So too does Observe and Report's Ronnie Barnhardt, the bipolar mall cop who roams the craptacular Forest Ridge Mall. Ronnie, played by Seth Rogen with the dead-eyed ferocity of a barely functioning sociopath, has packed his bags for a very, very long power trip. As far as he's concerned, he's more than some security schmuck who chases off mallrats and hoodie hoods; he's "a fucking hero," better than any lowly cop. "I believe every man has a path laid out before him," he mutters in a deranged, deadpan drone. "My path is a righteous one. I've been chosen to be the protector."

Just in time, the gods deliver him the villain every hero needs: a parking-lot flasher who jerks it in front of Brandi (Anna Faris), the dimwitted, mean-spirited salesgirl on whom Ronnie has a stalker's crush. Ronnie, who still lives with an alcoholic mother (Celia Weston) prone to passing out mid-sentence, will be her savior; Brandi, his salvation. And yes, the Taxi Driver parallels are intentional: Hill spells them out in the press notes, all but branding Observe and Report a Scorsesefied remake that reeks of stale Cinnabon.

All you really need to know here can be summed up in two key sequences. In the first, Ronnie is rejected from the police academy, and the officer who gleefully volunteers to deliver the farewell fuck-off is the detective (Ray Liotta) whose mall-perv investigation Ronnie's been interfering with. As he does, a fellow detective (Ben Best) hides behind the door to revel in the slapdown. Alas, it's not as pleasurable as Best's character had hoped: "I thought it was gonna be funny," he says, scurrying out mid-speech, "but it's just sad." After Observe and Report's recent South by Southwest Film Festival debut, Hill's old friend and occasional collaborator, director David Gordon Green, suggested that should have been the movie's tagline.

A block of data

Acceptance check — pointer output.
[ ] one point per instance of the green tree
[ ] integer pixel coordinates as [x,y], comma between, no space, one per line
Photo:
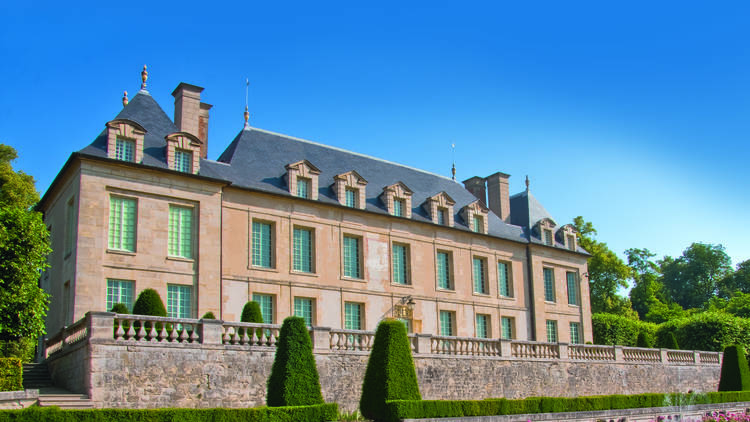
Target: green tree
[607,273]
[693,278]
[294,376]
[24,246]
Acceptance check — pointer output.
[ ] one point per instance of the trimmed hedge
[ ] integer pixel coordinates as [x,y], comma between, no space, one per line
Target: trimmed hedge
[294,376]
[415,409]
[315,413]
[735,375]
[390,373]
[11,374]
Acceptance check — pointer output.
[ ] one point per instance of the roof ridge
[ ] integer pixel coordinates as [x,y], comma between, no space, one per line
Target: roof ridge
[352,152]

= CHALLENGES =
1) According to the review of Observe and Report, which actor plays the detective who delivers Ronnie's rejection from the police academy?
2) Using the review of Observe and Report, explain how the reviewer knows that the film's parallels to Taxi Driver are intentional.
3) Continue the review of Observe and Report from where it stops.

= ANSWERS PER TASK =
1) Ray Liotta plays that detective.

2) The parallels are known to be intentional because Hill spells them out in the press notes. According to the reviewer, Hill all but presents Observe and Report as a Scorsese-style remake.

3)
The other definitive sequence involves Faris, passed out on a pillow streaked with vomit following a night spent shooting booze and popping pills with Ronnie, with whom she's agreed to go on a single "pre-date." Ronnie, drenched in sweat, writhes on top of Brandi. Finally, after an interminable few seconds, she coughs up a slurred rasp: "Whyyoustopinmotherfucker?" It's meant as a moment of comic relief: At least Ronnie isn't screwing her totally unconscious.

The not-funny-just-sad line is the perfect summation of Hill's entire (small) body of work. Guys like Ronnie are Hill's specialty. Problem is, you can never tell if Hill likes or loathes his creations.

Of late, Hill has been throwing the high heat on HBO's Eastbound & Down, starring McBride as a washed-up fuck-up pitcher banished from baseball who still thinks he's a Somebody. Eastbound works for the most part because of McBride, who's turning glorified douchery into high art. McBride knows better than most, even Rogen, the secret to Hill's work: It isn't intended to elicit laughter, but instead the wince of revulsion.